Segment Start: PROVIDED RECORDS

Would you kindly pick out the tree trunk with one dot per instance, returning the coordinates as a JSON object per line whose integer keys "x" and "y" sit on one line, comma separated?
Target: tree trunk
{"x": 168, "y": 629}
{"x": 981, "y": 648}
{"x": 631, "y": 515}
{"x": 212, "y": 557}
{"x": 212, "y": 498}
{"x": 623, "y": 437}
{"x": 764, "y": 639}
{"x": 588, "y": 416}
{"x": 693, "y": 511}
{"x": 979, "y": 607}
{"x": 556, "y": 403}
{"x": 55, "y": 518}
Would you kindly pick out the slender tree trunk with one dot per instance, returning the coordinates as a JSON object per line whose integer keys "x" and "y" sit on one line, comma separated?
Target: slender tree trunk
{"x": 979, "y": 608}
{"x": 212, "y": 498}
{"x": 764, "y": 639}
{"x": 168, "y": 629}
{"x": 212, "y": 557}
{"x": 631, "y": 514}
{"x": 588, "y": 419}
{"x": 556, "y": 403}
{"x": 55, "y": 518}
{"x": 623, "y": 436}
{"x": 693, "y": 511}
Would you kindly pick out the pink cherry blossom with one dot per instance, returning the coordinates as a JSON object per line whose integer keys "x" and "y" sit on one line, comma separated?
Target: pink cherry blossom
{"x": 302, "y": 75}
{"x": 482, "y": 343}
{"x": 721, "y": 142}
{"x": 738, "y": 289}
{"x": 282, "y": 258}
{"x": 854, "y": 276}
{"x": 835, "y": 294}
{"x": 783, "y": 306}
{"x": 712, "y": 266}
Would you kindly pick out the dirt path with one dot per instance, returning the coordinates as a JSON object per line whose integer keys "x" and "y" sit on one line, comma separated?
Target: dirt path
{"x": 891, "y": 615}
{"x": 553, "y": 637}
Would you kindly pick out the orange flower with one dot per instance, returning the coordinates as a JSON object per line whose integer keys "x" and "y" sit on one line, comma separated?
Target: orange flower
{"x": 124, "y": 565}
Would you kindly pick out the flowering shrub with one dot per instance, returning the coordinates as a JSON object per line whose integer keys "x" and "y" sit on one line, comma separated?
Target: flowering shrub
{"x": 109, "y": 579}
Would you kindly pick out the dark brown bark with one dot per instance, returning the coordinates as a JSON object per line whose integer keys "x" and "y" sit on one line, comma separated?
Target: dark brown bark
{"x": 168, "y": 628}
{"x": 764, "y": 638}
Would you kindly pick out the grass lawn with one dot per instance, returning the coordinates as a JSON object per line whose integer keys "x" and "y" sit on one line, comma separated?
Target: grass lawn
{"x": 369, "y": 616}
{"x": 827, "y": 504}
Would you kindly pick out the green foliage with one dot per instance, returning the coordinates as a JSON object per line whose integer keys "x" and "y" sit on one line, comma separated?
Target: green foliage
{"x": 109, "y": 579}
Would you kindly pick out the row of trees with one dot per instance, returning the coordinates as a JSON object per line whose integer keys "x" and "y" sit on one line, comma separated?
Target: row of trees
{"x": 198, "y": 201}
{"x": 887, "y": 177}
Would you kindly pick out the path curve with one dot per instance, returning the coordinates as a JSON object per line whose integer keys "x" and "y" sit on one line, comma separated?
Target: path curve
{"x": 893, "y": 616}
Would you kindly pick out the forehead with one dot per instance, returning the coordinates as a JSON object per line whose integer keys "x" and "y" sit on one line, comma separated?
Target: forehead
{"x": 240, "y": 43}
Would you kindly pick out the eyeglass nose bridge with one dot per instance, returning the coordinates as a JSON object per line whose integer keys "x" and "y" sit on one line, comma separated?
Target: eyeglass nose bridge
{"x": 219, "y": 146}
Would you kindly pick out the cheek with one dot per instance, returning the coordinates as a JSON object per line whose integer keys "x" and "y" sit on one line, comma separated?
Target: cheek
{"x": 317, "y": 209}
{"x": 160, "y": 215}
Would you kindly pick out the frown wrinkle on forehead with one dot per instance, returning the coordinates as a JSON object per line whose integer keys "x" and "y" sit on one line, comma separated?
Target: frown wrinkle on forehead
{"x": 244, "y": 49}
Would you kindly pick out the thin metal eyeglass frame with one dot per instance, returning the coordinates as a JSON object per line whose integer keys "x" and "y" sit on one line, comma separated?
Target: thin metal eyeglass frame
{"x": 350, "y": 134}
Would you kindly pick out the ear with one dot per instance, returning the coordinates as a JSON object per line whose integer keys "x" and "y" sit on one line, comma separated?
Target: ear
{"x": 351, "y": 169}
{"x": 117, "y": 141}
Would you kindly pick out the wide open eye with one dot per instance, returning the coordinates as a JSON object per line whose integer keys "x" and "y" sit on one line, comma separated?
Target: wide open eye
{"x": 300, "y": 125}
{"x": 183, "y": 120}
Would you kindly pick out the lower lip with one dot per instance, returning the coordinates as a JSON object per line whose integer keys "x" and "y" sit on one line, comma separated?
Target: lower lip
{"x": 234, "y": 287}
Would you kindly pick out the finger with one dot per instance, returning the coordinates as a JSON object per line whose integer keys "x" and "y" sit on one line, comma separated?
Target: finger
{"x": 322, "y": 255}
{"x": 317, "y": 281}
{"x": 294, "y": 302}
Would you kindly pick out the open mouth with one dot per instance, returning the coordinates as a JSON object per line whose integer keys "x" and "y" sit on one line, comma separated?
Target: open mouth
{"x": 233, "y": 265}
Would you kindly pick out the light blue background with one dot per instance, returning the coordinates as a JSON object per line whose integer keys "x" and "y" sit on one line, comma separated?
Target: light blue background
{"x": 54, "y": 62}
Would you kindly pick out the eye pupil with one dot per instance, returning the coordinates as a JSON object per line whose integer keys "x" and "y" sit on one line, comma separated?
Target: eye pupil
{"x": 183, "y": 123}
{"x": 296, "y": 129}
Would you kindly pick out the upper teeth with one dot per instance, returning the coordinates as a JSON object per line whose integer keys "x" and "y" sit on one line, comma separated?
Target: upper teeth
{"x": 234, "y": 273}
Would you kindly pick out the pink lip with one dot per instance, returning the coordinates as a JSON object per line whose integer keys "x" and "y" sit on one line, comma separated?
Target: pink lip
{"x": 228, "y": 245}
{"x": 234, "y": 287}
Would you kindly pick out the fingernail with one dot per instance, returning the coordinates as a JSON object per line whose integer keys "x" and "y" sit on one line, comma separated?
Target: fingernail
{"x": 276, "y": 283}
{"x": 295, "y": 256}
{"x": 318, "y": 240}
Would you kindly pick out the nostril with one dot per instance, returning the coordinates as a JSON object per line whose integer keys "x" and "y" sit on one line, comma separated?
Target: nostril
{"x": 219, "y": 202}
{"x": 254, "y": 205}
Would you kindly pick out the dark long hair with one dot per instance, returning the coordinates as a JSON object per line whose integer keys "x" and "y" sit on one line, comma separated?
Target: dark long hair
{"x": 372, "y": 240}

Segment End: PROVIDED RECORDS

Everything from the line containing "Target: fingernail" to the last line of the material above should be printed exactly, both ends included.

ANSWER FOR THE TASK »
Target: fingernail
{"x": 276, "y": 283}
{"x": 295, "y": 256}
{"x": 318, "y": 240}
Would you kindly pick out the nostril with one dot per instance, returning the coordinates as a JSON object per line whose integer keys "x" and "y" sit on one line, comma separated?
Target: nostril
{"x": 219, "y": 202}
{"x": 254, "y": 205}
Would you kindly pick out the dark long hair with one dot per instance, returning the coordinates as a JSON object per line whose integer keys "x" and "y" sit on one line, comma separated?
Target: dark long hair
{"x": 372, "y": 240}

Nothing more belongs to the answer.